GIVEN INFORMATION.
******
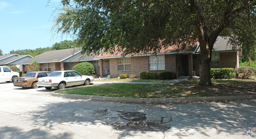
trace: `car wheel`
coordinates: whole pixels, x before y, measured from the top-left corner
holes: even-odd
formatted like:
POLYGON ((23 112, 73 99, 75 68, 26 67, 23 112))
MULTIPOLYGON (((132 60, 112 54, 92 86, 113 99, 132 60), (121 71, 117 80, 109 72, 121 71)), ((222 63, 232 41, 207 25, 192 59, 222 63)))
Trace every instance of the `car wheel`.
POLYGON ((14 82, 14 79, 15 78, 17 78, 17 77, 17 77, 17 76, 14 76, 14 77, 13 77, 12 78, 11 78, 11 81, 13 82, 13 83, 14 82))
POLYGON ((45 88, 47 90, 50 90, 52 88, 52 87, 45 87, 45 88))
POLYGON ((83 84, 85 85, 90 85, 90 80, 89 79, 86 79, 83 84))
POLYGON ((58 89, 62 89, 66 87, 66 84, 64 83, 61 83, 58 85, 58 89))
POLYGON ((31 85, 31 88, 37 88, 39 87, 38 86, 37 86, 37 82, 33 82, 33 83, 32 83, 32 85, 31 85))

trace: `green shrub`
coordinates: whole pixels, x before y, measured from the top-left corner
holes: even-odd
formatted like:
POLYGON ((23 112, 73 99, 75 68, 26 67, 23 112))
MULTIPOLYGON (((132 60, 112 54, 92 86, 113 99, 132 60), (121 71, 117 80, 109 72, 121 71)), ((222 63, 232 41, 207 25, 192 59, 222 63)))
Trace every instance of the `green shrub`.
******
Go back to the records above and write them out exactly, without the pictures.

SOLUTION FOR THIS PROBLEM.
trace: `car wheel`
coordinates: whole pixels, x before y, measured from the top-left corner
holes: even-odd
formatted like:
POLYGON ((23 112, 73 99, 75 68, 26 67, 23 112))
MULTIPOLYGON (((132 60, 112 54, 92 86, 113 99, 132 60), (121 71, 117 80, 109 72, 121 71)), ((222 63, 232 41, 207 25, 192 59, 222 63)))
Trace every instance of the `car wheel`.
POLYGON ((14 82, 14 79, 15 78, 17 78, 17 77, 17 77, 17 76, 14 76, 14 77, 13 77, 12 78, 11 78, 11 81, 13 82, 13 83, 14 82))
POLYGON ((45 88, 47 90, 50 90, 52 88, 52 87, 45 87, 45 88))
POLYGON ((83 84, 85 85, 90 85, 90 80, 89 79, 86 79, 83 84))
POLYGON ((58 89, 62 89, 66 87, 66 84, 64 83, 61 83, 58 85, 58 89))
POLYGON ((31 85, 31 88, 37 88, 39 87, 38 86, 37 86, 37 82, 33 82, 33 83, 32 83, 32 85, 31 85))

trace: `green shrub`
coordinates: whole pixels, x before y, measured from the top-left corner
holes: even-odd
formatted like:
POLYGON ((23 112, 73 99, 75 68, 26 67, 23 112))
MULTIPOLYGON (((132 60, 112 54, 92 86, 113 99, 132 60), (121 71, 117 80, 109 72, 121 71)), ((222 63, 232 41, 207 25, 192 59, 222 63)))
Trace every instance of the `green shrub`.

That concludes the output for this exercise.